* EXERCISE INSTRUCTIONS
Rewrite the rows below, switching every "tall tree" to "tall pine" and keeping everything else the same. Leave the pictures out of your answer.

* DATA EXTRACT
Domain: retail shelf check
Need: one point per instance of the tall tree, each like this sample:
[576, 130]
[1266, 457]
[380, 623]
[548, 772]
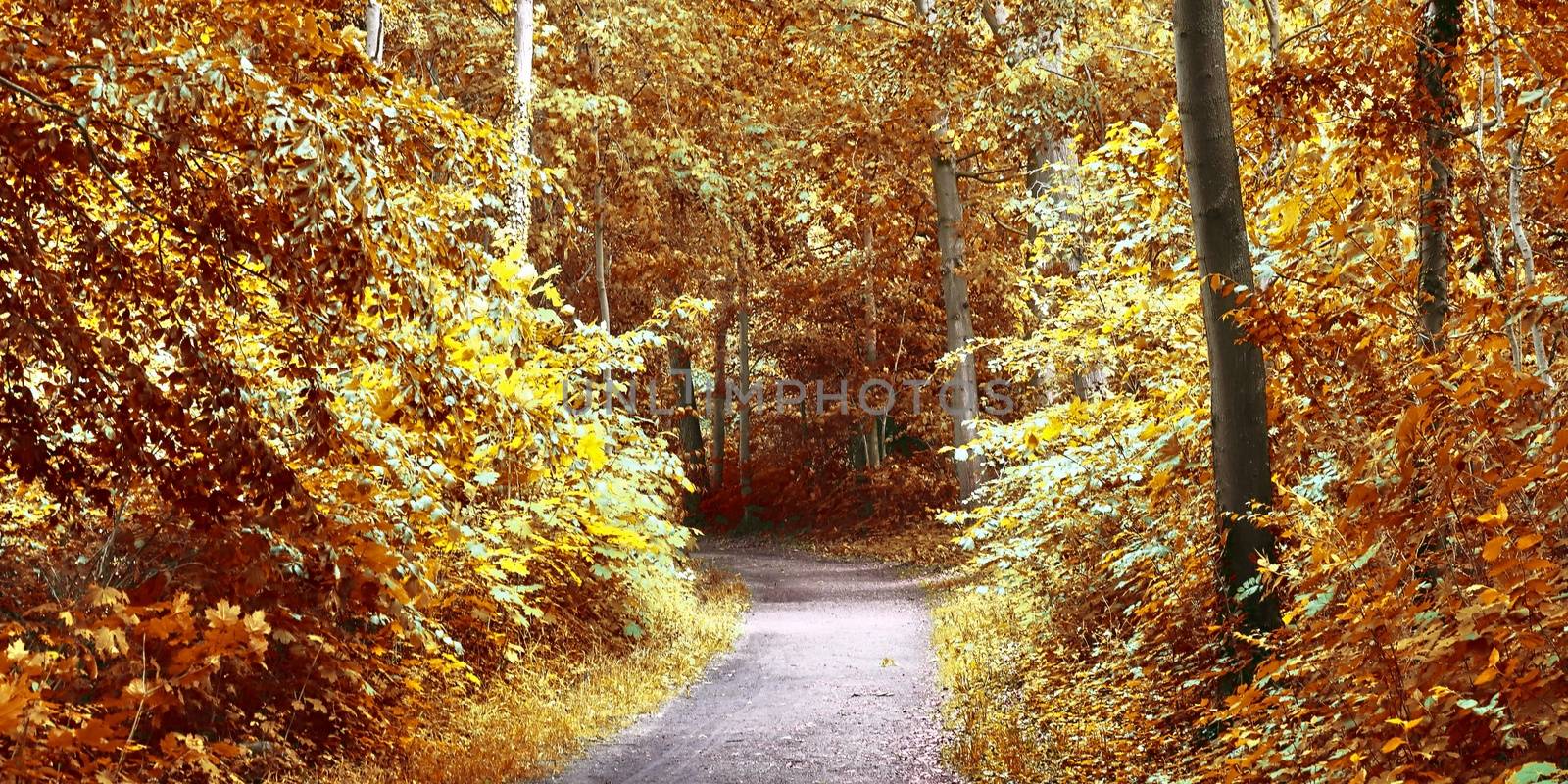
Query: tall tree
[1437, 54]
[963, 402]
[1238, 386]
[375, 36]
[522, 130]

* FULL RESPONSE
Domain: retail shelf check
Need: one point per instance of the tall pine, each like this sample:
[576, 130]
[1266, 457]
[380, 623]
[548, 772]
Query: tall pine
[1437, 54]
[963, 402]
[1238, 386]
[375, 36]
[522, 130]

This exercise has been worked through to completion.